### Work to complete
Pick out every line of the items that contains the string "distant", matching case exactly, and copy each such line.

### Input material
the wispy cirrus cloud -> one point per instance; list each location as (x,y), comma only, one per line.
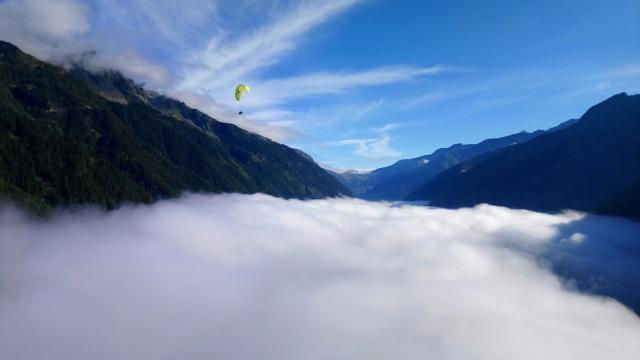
(226,58)
(370,148)
(281,90)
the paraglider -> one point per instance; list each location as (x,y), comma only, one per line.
(240,89)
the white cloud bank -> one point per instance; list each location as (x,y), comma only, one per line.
(254,277)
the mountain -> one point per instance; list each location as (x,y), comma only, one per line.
(396,181)
(592,165)
(70,136)
(423,168)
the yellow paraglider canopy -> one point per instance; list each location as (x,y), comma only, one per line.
(240,89)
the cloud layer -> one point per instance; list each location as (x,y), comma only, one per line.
(254,277)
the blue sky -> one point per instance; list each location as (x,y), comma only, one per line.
(356,84)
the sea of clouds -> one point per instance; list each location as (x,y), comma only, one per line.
(256,277)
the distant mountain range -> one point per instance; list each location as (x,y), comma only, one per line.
(592,165)
(70,136)
(397,181)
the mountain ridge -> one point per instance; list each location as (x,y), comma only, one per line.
(592,165)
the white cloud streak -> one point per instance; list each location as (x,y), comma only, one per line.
(227,61)
(248,277)
(279,91)
(43,27)
(370,148)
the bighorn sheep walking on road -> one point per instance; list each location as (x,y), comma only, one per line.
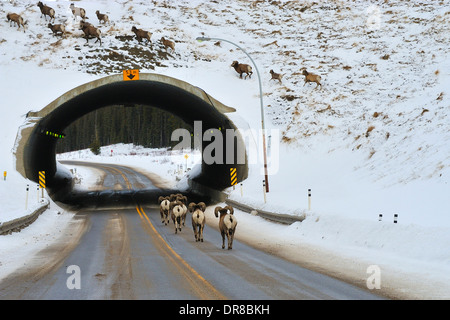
(176,211)
(227,224)
(164,207)
(198,219)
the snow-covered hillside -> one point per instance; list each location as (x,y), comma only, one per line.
(374,139)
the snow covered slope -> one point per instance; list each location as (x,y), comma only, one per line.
(374,139)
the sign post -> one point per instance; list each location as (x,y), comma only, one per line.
(42,182)
(186,156)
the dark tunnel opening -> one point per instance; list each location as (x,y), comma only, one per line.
(40,150)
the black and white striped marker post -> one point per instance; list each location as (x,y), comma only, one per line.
(26,198)
(309,199)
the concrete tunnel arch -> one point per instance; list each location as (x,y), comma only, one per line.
(36,151)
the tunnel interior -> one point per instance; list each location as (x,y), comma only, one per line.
(40,150)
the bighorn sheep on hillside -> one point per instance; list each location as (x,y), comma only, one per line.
(168,44)
(46,11)
(176,211)
(198,219)
(276,76)
(311,77)
(242,68)
(227,224)
(90,31)
(76,11)
(57,28)
(17,19)
(142,34)
(164,207)
(102,17)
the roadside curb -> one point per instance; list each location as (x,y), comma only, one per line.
(275,217)
(18,224)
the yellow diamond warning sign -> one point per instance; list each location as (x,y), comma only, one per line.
(129,75)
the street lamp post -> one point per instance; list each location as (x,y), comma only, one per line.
(266,178)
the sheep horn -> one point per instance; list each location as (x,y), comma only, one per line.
(191,207)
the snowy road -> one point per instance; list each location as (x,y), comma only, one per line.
(127,253)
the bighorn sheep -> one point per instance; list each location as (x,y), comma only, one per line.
(183,199)
(46,11)
(198,219)
(242,68)
(227,224)
(102,17)
(91,31)
(164,207)
(176,211)
(168,43)
(76,11)
(142,34)
(276,76)
(311,77)
(57,28)
(17,19)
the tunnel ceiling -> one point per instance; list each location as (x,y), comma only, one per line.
(36,151)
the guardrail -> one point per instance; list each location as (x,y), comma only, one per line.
(276,217)
(18,224)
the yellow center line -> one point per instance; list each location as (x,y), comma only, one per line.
(216,294)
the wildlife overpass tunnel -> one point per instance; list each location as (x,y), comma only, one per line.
(35,148)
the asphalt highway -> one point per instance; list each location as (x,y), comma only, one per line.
(126,252)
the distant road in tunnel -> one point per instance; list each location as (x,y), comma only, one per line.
(126,252)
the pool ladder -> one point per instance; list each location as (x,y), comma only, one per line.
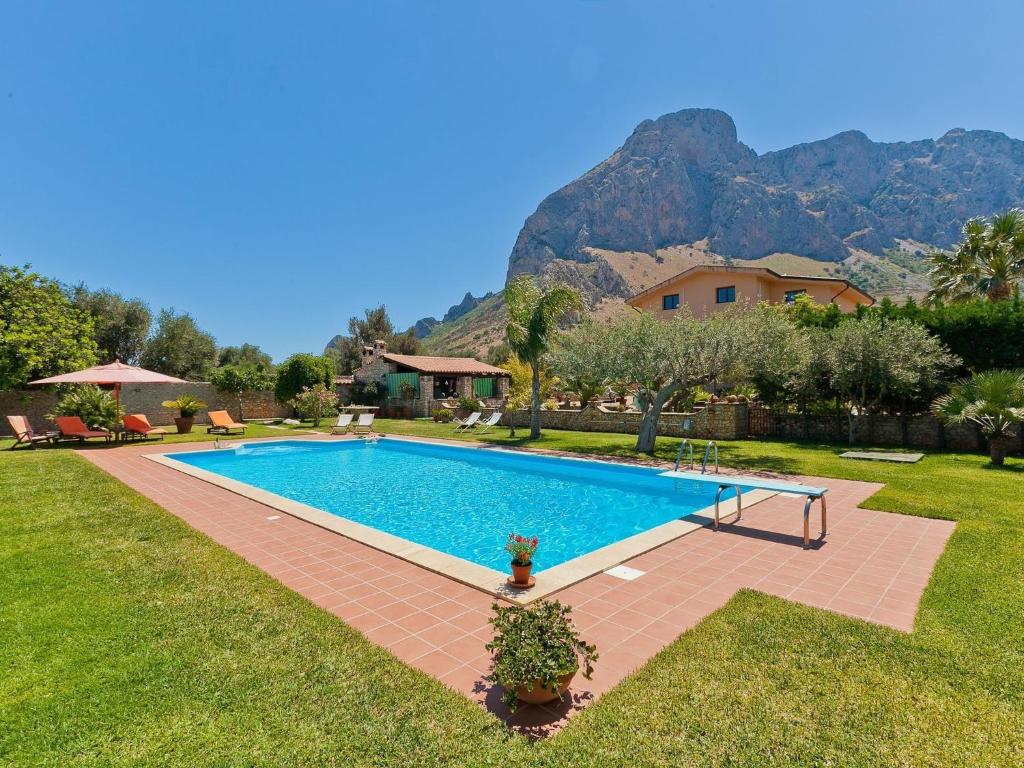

### Solution to this task
the distant mountain range -> one point per instance; list each location as (x,y), comma only, one per line.
the distant road in tunnel -> one point per instance; list each location as (x,y), comma only, one per line.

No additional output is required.